▶ _Instructions to follow_
I'd like an exact copy of every line from the start of the entries below through the line containing "like x=24, y=24.", please.

▶ _Material shown_
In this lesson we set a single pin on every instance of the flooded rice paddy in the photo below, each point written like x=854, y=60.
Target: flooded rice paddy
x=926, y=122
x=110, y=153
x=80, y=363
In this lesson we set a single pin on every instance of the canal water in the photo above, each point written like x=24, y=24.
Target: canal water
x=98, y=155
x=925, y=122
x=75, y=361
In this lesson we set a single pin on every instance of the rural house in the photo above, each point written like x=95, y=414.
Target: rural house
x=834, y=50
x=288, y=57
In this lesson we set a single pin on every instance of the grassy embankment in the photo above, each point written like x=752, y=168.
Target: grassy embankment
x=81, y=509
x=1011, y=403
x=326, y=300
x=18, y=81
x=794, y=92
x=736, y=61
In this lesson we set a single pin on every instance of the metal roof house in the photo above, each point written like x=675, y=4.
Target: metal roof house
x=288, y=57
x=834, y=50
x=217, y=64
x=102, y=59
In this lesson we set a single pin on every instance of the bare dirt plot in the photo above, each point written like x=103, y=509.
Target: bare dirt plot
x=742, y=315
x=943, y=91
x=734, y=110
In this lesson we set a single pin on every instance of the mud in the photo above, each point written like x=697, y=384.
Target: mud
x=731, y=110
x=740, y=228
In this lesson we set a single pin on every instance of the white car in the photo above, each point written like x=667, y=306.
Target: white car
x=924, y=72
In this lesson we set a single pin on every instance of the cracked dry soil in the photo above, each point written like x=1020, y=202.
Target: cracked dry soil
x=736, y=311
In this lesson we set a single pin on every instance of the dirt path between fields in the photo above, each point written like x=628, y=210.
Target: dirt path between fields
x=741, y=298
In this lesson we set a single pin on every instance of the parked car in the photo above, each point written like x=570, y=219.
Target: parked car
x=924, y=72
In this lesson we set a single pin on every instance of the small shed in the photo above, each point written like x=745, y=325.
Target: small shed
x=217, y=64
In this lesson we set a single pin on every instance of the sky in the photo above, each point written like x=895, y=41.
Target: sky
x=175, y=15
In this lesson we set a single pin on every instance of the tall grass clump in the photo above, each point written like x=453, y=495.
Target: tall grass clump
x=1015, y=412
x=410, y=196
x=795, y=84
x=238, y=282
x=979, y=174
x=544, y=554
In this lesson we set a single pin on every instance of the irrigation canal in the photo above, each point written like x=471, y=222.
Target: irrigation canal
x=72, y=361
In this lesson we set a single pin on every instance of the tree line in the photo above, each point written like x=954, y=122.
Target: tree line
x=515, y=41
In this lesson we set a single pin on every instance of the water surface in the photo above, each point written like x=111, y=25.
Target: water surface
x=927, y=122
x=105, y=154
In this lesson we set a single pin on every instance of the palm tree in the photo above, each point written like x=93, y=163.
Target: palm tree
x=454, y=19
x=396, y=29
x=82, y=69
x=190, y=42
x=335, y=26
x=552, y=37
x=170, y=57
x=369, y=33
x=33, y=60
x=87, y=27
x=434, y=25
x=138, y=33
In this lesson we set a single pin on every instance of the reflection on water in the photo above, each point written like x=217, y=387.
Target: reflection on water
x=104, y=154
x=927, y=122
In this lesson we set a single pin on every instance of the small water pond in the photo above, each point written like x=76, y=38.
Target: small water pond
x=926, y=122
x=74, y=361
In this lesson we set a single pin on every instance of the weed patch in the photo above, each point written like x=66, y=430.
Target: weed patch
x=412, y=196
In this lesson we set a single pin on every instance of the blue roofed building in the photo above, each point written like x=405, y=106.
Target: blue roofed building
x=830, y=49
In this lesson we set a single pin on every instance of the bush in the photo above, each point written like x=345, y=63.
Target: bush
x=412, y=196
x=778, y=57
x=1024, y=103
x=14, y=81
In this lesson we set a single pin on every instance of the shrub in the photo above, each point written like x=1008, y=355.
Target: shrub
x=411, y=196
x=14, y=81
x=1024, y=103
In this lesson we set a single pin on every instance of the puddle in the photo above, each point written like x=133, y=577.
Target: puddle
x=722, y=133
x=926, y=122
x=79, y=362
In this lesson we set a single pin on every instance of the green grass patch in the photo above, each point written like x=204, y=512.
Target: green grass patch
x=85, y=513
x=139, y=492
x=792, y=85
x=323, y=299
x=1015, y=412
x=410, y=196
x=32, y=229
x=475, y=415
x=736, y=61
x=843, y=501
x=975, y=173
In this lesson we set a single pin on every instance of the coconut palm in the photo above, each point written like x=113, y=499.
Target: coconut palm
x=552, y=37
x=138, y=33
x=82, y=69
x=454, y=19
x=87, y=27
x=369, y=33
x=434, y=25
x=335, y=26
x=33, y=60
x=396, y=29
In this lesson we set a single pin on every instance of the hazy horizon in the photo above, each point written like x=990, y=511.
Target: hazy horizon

▶ _Output below_
In this lesson we set a single pin on every instance of the flooded rice paddy in the photo below, each point written like x=854, y=60.
Target: flooded rice paddy
x=926, y=122
x=110, y=153
x=80, y=363
In this lesson we set a single pin on every instance of the canal water in the photo above, each point written like x=24, y=24.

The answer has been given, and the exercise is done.